**Polecenie a**
Wypisz wszystkie osoby, które fragment o Amber Gold wymienia z imienia.

**Fragment tekstu**
● ● ●

Twórcy Amber Gold nie chcą zeznawać przed sejmową komisją śledczą. Obrońcy proponują inny termin

Oskarżeni szefowie Amber Gold Marcin P. i Katarzyna P., którzy mają być przesłuchani 28 i 29 marca przed sejmową komisją śledczą, nie będą zeznawać – zapowiedzieli obrońcy dwojga oskarżonych. Adwokat Marcina P. zaproponował inny termin przesłuchania.

2017-03-01, 18:46

Twórcy Amber Gold nie chcą zeznawać przed sejmową komisją śledczą. Obrońcy proponują inny termin

Przewodnicząca sejmowej komisji śledczej Małgorzata Wassermann (PiS) powiedziała PAP, że obydwoje muszą się stawić przed komisją, bo zgodnie procedurą muszą oświadczyć do protokołu, że odmawiają składania zeznań.

"

Michał Komorowski Jeśli Marcin P. stanie 28 marca przed komisją śledczą to nie powie nic, ponieważ zagraża to, na ten moment, jego linii obrony

 - Jeśli Marcin P. stanie 28 marca przed komisją śledczą to nie powie nic, ponieważ zagraża to, na ten moment, jego linii obrony – powiedział obrońca założyciela Amber Gold Michał Komorowski.

Obrońca Marcina P. : nam zależy na przesłuchaniu przed komisją

Jak wyjaśnił, Marcin P. będzie mógł zeznawać przed komisją po "przeprowadzeniu jednego z dowodów w postępowaniu karnym".
Wcześniej adwokat deklarował, że twórca Amber Gold chce złożyć wyjaśnienia przed komisją śledczą.

- Po wtorkowym przesłuchaniu przez łódzkich prokuratorów to się zmieniło. Nie możemy narażać na szwank postępowania karnego, w którym się decyduje o życiu, a przynajmniej o wielu latach życia oskarżonego – uzasadnił Komorowski.

● ● ●

**Dostarczone wiersze**

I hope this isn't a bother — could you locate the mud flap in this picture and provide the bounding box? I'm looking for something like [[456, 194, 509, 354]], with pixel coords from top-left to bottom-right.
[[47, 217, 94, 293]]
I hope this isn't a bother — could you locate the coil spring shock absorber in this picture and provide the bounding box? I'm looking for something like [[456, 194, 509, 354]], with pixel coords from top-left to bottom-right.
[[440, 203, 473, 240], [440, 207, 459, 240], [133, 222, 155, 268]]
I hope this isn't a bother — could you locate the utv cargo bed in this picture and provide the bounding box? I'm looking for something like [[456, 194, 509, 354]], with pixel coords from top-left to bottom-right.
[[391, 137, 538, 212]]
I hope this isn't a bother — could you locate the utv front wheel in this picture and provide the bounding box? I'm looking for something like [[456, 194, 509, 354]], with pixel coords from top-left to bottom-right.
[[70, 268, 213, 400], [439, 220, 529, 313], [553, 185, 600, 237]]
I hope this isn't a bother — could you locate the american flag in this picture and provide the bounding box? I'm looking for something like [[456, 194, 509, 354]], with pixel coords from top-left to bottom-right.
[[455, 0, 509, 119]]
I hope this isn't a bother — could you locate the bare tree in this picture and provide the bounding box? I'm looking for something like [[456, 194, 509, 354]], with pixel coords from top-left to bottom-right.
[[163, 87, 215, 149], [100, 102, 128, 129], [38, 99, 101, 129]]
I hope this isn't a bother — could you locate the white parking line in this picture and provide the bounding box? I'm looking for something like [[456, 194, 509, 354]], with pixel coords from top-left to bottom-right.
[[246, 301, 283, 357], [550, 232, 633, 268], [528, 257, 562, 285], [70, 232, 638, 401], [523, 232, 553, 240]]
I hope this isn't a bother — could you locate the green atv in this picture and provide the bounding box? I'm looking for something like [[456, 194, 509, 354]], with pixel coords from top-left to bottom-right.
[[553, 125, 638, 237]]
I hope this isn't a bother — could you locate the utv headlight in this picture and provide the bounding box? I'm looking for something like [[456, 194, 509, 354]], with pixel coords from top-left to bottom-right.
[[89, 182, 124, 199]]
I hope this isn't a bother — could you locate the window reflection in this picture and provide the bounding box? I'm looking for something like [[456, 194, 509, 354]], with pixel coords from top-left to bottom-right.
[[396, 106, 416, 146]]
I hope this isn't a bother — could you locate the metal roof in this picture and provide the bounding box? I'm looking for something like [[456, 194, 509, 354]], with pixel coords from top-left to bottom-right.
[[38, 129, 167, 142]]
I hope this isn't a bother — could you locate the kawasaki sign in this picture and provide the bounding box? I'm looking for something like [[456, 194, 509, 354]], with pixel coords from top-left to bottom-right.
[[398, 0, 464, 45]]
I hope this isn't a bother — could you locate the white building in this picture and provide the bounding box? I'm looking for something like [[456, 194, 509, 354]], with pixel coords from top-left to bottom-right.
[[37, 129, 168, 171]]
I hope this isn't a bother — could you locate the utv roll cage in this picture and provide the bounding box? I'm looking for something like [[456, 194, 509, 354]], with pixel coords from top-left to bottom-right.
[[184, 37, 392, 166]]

● ● ●

**Polecenie b**
Podaj, ile linii w wierszach powyżej zawiera słowo "white". Wielkość liter ma znaczenie, a odpowiedzią ma być sama liczba.

**Pełna odpowiedź a**
Marcin P., Katarzyna P., Małgorzata Wassermann, Michał Komorowski

**Pełna odpowiedź b**
2